SUPPLIED PASSAGE ▸
────

This is the final installment in a five-part Bamberger Briefly series about the TaylorMade Driving Relief charity event, to be played on Sunday afternoon at Seminole Golf Club, a landmark Donald Ross course in South Florida. You may read part 1 here, part 2 here, part 3 here and part 4 here.
I hope this won’t sound like bragging: I’ve played Seminole dozens of times over the past 30 years. I consider myself (in spirit, not in fact) a public-course golfer. In American golf, we have created an unhelpful public-private divide in our own image. You don’t see that in the motherland. Throughout GB&I, you can go on the website of almost every private club and just sign up to play as a visitor. The doors are heavy, but well-oiled. Still, to be truthful, the very things I protest here — elitism, separatism — are central to the thrill of being at Seminole. Yes, there’s a lot of hypocrisy here. What can I say? It’s in our American spirit. We are an aspirational people.
On Sunday, the doors to Seminole will open, at least on TV. Rory McIlroy and Dustin Johnson will play Rickie Fowler and Matthew Wolff and the curtains will be pulled back for an afternoon and millions of us will get a glimpse of the place for the first time. Very cool. But it won’t be like being there.
Here’s being there: You’re a guest, sitting down for lunch with a member. Suddenly, an older gent — a member, of course — casually joins you. It’s not planned. Of course not. The man is famous, in a limited sort of way. It’s Billy Joe Patton, the amateur golfer who finished a shot out of the Snead-Hogan playoff in the 1954 Masters.
Now where else is that going to happen except at Seminole and a few places like it?
That was in 1999, during the Florida Swing. Steve Elkington won Doral that year, Vijay Singh won Honda, Tim Herron won Bay Hill and David Duval won the Players Championship. I was at three of the events, but what I remember best about that March is the half-hour with Mr. Patton. I’ve been harsh about the Players over the years, and the course (TPC Sawgrass) and the newish Taj Mahal clubhouse that abuts it, and those days are over. For starters, a half-day at Sawgrass and a half-day at Seminole are about the same thing, if you wish to look at it that way. Warm up, play the course, have lunch. You’re living the dream if you’re doing either.
The differences are so subtle as to be meaningless, but you could summarize them thusly: Seminole has no marketing department. It all seems to just happen there. Now of course that’s not true, but it seems true. It’s like George Clooney’s life, from a distance — or maybe the life and times of Fred Couples is a better example. We’re drawn to magic, to ease. Old Billy Joe Patton — he was 77 then and as modest as could be — just sat himself down and ordered a sandwich with Tarheel drawl. It was lunchtime.
I’m drawn to older people. I like to collect their stories and try to learn something along the way. Golf is a good place for that hobby, and Seminole is an especially good place to practice it. My first host there was a Boston Brahmin named Ted Emerson. A gent, and he knew Francis Ouimet well. I knew Ted Emerson well. (That’s golf for you. I spent about only 10 days with Ted Emerson, but I feel like I can say I knew him well.)

────

STORED RECORDS ▸
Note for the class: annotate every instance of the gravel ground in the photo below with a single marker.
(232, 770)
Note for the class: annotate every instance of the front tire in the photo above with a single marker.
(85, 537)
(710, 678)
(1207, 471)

────

EXERCISE TASKS ▸
1 - Repeat the part of the Seminole article that opens with the words "I’m drawn to" and closes with "knew him well.)".
2 - Rewrite the part of the records that opens with the line containing "Note for the class: annotate every instance of the front" and runs through the end of the records, replacing "front tire" with "rear tire". Give only those lines.
The records have no connection to the text about Seminole.

FULL ANSWERS ▸
1 -
I’m drawn to older people. I like to collect their stories and try to learn something along the way. Golf is a good place for that hobby, and Seminole is an especially good place to practice it. My first host there was a Boston Brahmin named Ted Emerson. A gent, and he knew Francis Ouimet well. I knew Ted Emerson well. (That’s golf for you. I spent about only 10 days with Ted Emerson, but I feel like I can say I knew him well.)

2 -
Note for the class: annotate every instance of the rear tire in the photo above with a single marker.
(85, 537)
(710, 678)
(1207, 471)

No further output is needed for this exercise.